◆ **Given passage**
* * * * *

It’s become topical since Collingwood president Eddie McGuire confronted his club’s cheer squad over “dehumanising” abuse of a St Kilda player. McGuire publicly stated that there’s no place for that sort of behaviour, and went on to suggest that offenders should be kicked out of the ground.

But it’s not just the players that endure such taunts. Guthrie relates a recent experience where, after objecting to some foul language, the perpetrator promptly told him that he could say what he liked, as he’d paid his money.

Over the years, I’ve experienced similar ugly incidents. A few years ago I was sitting with my aunt, uncle, and cousin’s pre-pubescent son. My cousin was absent for some reason that escapes me now. We used to sit in the back row (or nearby) of ground level because my uncle has limited mobility.

Some time during the first quarter I had to ask the two guys (fellow Carlton supporters) directly behind me to watch their swearing, please. I hesitated to do so because, as any sensible patron knows, altercations are best avoided at the footy; just ask the father of Melbourne player Nathan Jones.

From what I recall, the swearing wasn’t vehement, but it was constant, uttered every time the “wrong” decision was made, or the players erred, or the other team scored. And it was clearly audible. Perhaps I might have put up with it on my own, I don’t know, but I was particularly conscious of my young cousin having to hear it, let alone it being unpleasant for my aunt.

So I asked. The response? “We’re at the foo-deee!”

I can’t recall what I said next, but it would have been along the lines of “So what?” Why on earth do some people think that anything goes at the footy? Does the antagonist of Guthrie’s tale hurl abuse in the cinema when he pays money to see a movie? How about restaurants, or pubs, or public transport?

* * * * *

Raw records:
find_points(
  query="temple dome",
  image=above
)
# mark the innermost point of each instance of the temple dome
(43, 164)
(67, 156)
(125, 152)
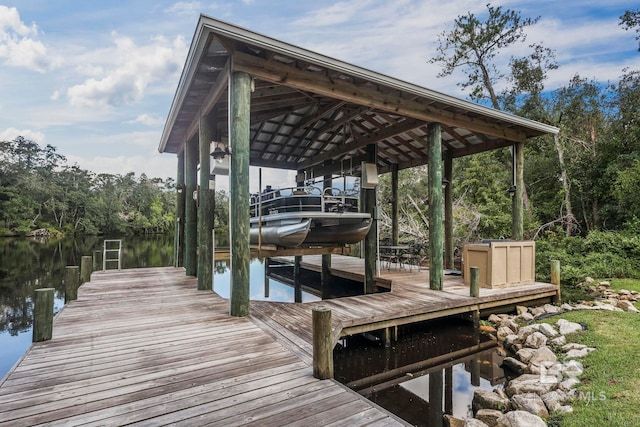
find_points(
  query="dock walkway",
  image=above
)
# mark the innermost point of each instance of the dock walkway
(145, 347)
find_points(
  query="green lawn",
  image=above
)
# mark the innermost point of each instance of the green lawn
(610, 389)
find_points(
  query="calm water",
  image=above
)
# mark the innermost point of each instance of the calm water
(432, 369)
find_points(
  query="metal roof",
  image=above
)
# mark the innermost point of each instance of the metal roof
(308, 108)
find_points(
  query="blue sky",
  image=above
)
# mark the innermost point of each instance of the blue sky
(96, 78)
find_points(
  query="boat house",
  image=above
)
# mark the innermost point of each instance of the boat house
(258, 101)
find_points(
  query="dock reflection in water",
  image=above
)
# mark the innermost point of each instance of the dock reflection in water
(433, 369)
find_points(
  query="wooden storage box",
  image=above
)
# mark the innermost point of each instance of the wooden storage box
(502, 263)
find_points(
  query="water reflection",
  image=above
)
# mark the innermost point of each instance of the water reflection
(433, 369)
(29, 264)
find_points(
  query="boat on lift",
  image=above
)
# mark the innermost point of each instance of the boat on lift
(307, 216)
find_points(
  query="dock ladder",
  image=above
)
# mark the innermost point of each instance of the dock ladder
(110, 248)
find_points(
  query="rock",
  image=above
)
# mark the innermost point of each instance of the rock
(573, 346)
(520, 419)
(504, 331)
(569, 384)
(488, 416)
(578, 354)
(566, 307)
(548, 330)
(538, 311)
(525, 317)
(515, 365)
(529, 383)
(554, 400)
(510, 324)
(525, 354)
(451, 421)
(485, 399)
(542, 355)
(494, 318)
(487, 329)
(551, 309)
(536, 340)
(530, 402)
(567, 327)
(627, 306)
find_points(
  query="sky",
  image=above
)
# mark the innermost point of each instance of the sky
(96, 78)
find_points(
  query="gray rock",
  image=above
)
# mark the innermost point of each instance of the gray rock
(520, 419)
(567, 327)
(485, 399)
(515, 365)
(529, 383)
(543, 355)
(536, 340)
(525, 354)
(627, 306)
(548, 330)
(488, 416)
(530, 402)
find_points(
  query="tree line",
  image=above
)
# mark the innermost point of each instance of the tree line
(40, 191)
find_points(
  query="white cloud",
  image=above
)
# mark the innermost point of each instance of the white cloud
(17, 46)
(127, 71)
(146, 120)
(10, 134)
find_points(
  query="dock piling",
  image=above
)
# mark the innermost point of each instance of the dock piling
(71, 283)
(85, 269)
(322, 343)
(43, 314)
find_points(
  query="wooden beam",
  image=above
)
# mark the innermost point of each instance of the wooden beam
(435, 207)
(239, 134)
(363, 95)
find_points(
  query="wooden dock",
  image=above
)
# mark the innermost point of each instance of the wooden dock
(145, 347)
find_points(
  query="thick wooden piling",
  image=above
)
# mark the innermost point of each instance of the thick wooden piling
(85, 269)
(435, 207)
(322, 343)
(71, 283)
(43, 314)
(555, 277)
(239, 132)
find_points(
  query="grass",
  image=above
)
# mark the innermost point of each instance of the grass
(610, 388)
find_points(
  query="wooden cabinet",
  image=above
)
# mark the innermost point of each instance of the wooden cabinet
(502, 263)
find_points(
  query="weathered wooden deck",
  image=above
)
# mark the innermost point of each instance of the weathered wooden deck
(145, 347)
(409, 301)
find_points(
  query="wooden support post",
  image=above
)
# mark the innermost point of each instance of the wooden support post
(449, 261)
(517, 224)
(297, 290)
(205, 206)
(239, 120)
(322, 343)
(435, 206)
(371, 239)
(71, 283)
(180, 210)
(43, 314)
(394, 204)
(190, 211)
(474, 281)
(436, 399)
(555, 278)
(475, 372)
(85, 269)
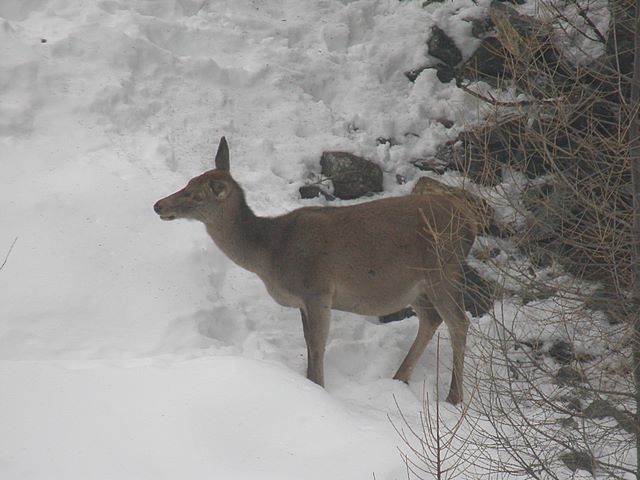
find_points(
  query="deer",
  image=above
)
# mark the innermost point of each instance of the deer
(372, 258)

* * * * *

◆ **Set tasks**
A. In the crowd-behavior passage, why did the writer's group sit in or near the back row of ground level?
B. Extract the part of the crowd-behavior passage that opens with the words containing "It’s become topical" and closes with "has limited mobility.", copying it word for word.
The listing has no connection to the crowd-behavior passage.

◆ **Responses to the exercise**
A. Because the writer's uncle has limited mobility.

B.
It’s become topical since Collingwood president Eddie McGuire confronted his club’s cheer squad over “dehumanising” abuse of a St Kilda player. McGuire publicly stated that there’s no place for that sort of behaviour, and went on to suggest that offenders should be kicked out of the ground.

But it’s not just the players that endure such taunts. Guthrie relates a recent experience where, after objecting to some foul language, the perpetrator promptly told him that he could say what he liked, as he’d paid his money.

Over the years, I’ve experienced similar ugly incidents. A few years ago I was sitting with my aunt, uncle, and cousin’s pre-pubescent son. My cousin was absent for some reason that escapes me now. We used to sit in the back row (or nearby) of ground level because my uncle has limited mobility.